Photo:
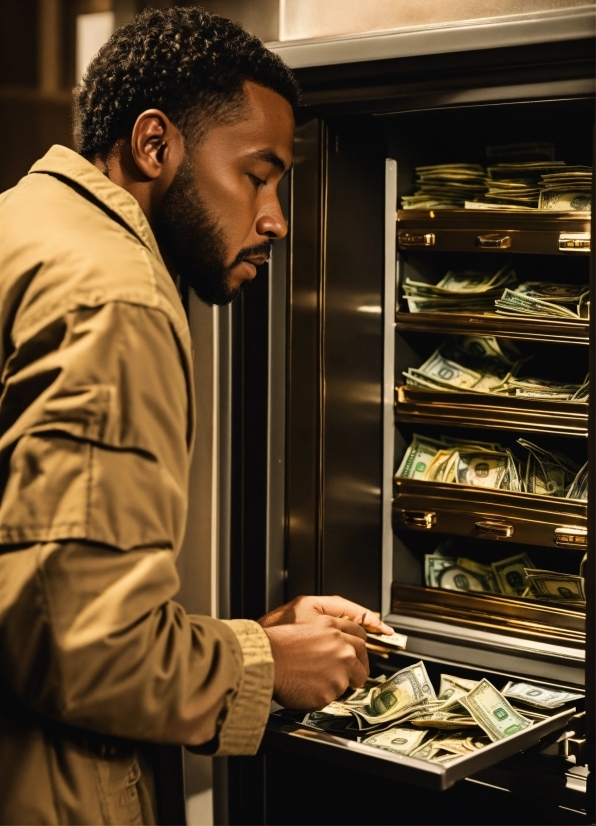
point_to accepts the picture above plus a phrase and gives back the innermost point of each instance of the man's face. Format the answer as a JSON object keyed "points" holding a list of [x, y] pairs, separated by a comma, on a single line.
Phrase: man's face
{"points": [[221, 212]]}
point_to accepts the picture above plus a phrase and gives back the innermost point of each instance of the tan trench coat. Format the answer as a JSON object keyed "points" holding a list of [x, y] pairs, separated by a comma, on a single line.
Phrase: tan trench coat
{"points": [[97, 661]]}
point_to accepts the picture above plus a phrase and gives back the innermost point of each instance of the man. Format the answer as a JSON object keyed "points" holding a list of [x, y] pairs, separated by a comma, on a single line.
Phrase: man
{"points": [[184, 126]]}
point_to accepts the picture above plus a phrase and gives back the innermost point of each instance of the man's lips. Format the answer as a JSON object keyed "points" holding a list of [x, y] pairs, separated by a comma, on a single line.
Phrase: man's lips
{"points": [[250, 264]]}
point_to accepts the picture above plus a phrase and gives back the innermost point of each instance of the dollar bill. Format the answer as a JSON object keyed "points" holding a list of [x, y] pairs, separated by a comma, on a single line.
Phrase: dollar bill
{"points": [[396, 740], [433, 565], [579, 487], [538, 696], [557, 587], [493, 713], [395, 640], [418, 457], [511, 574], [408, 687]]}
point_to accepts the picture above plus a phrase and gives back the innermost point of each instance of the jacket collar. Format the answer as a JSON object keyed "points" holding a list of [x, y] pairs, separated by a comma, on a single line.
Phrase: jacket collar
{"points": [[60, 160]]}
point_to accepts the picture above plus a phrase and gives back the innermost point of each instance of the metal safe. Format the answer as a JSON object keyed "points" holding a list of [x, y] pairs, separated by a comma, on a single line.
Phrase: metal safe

=-=-=

- **Aim**
Format the lines above as a Markdown table with the columns "Row" and "Text", beginning at the line that contains "of the jacket" and continuing through the end of the entries, omitting blank lines.

- **Task output**
| Row | Text |
|---|---|
| 1 | point_to accepts the picture above plus a phrase and gives back the innermost point of each instance of the jacket collar. Format the answer as a JSON object keyed "points" holding a list of [x, y] pairs, separated by a comma, on a single line. |
| 2 | Phrase: jacket collar |
| 3 | {"points": [[60, 160]]} |
| 4 | point_to accepts the picture above plus a phrase and gives back the innermost point of each instance of the metal safe. Format the answer as a JSON object keyed "points" holding a list of [x, y] pairs, separated by a comma, on a single line. |
| 5 | Phrase: metal safe |